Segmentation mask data
┌──

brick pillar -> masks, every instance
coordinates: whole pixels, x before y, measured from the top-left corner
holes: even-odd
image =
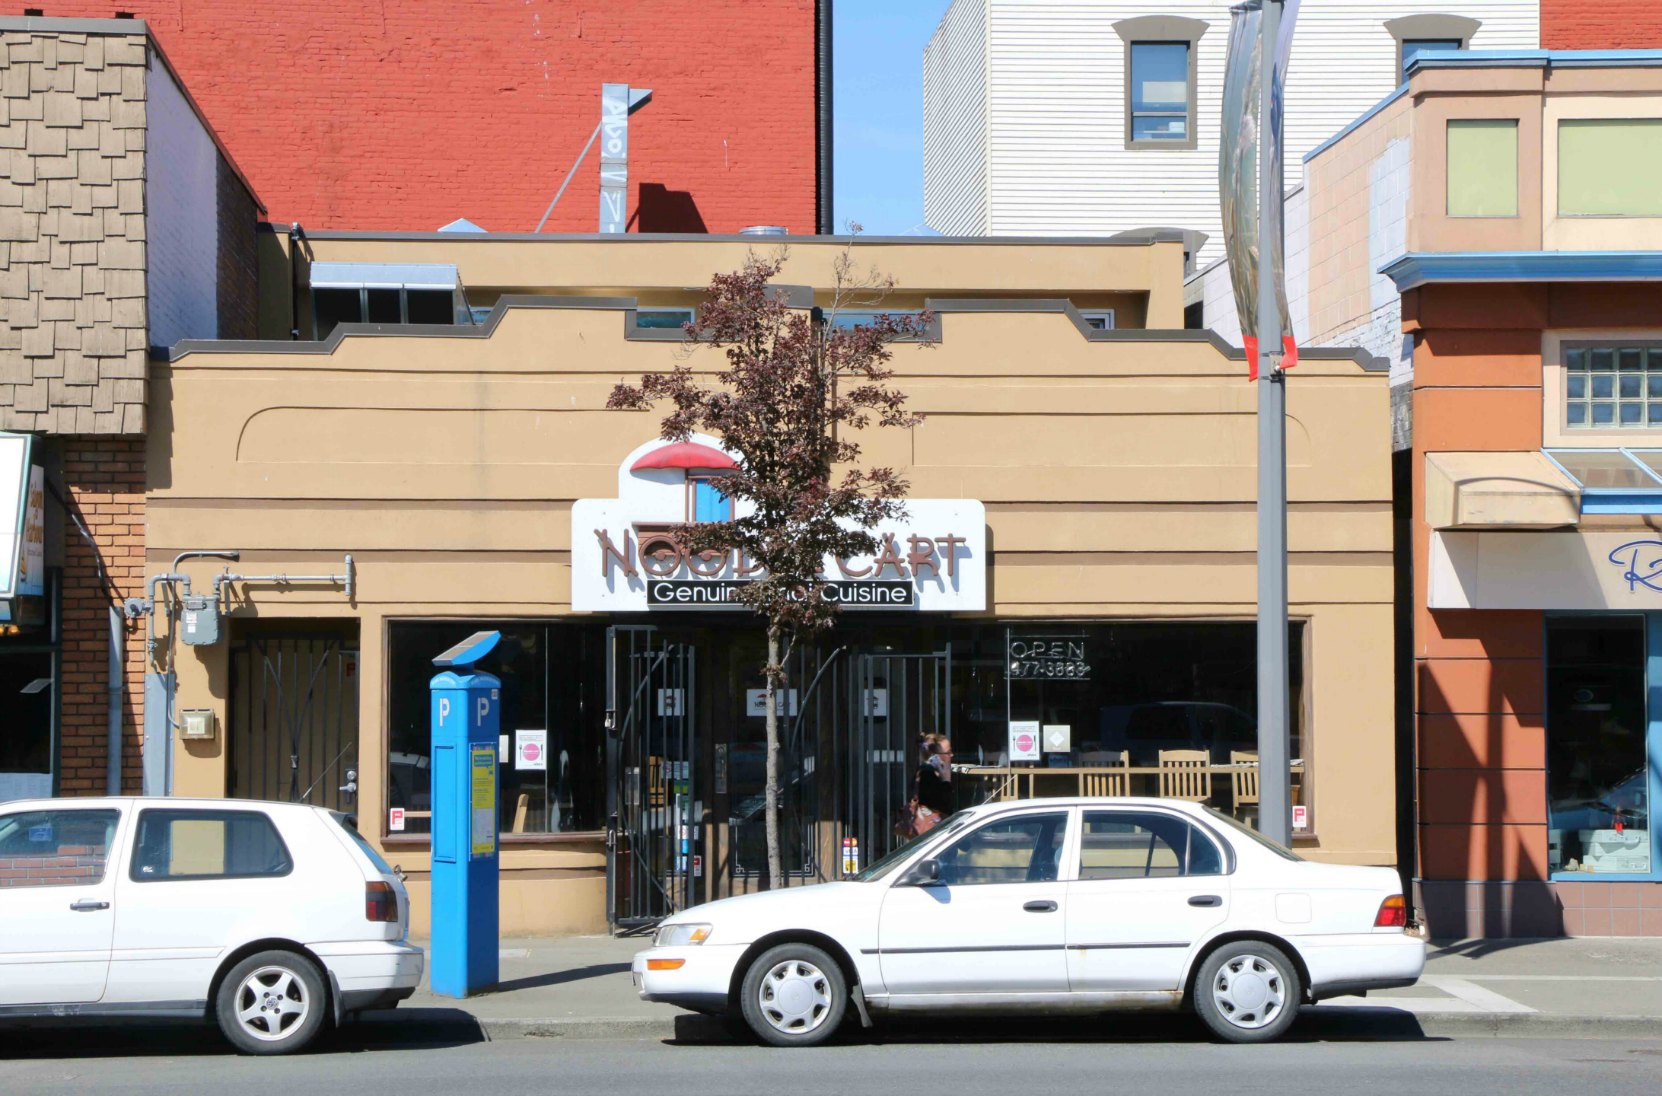
[[[63,439],[68,501],[98,545],[114,596],[144,590],[144,439]],[[63,680],[60,788],[64,795],[108,791],[110,595],[86,540],[66,522],[63,534]],[[140,790],[144,707],[144,629],[127,627],[122,703],[121,790]]]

└──

* _TASK_
Here the records must be restated exactly, minus any images.

* _RESPONSE_
brick pillar -> masks, every instance
coordinates: whole pixels, x before y, measured from the top-left corner
holes: even-odd
image =
[[[63,439],[68,501],[98,545],[114,596],[144,590],[144,439]],[[63,680],[60,788],[64,795],[108,791],[110,595],[86,540],[66,522],[63,534]],[[140,790],[144,707],[144,629],[127,627],[122,703],[121,790]]]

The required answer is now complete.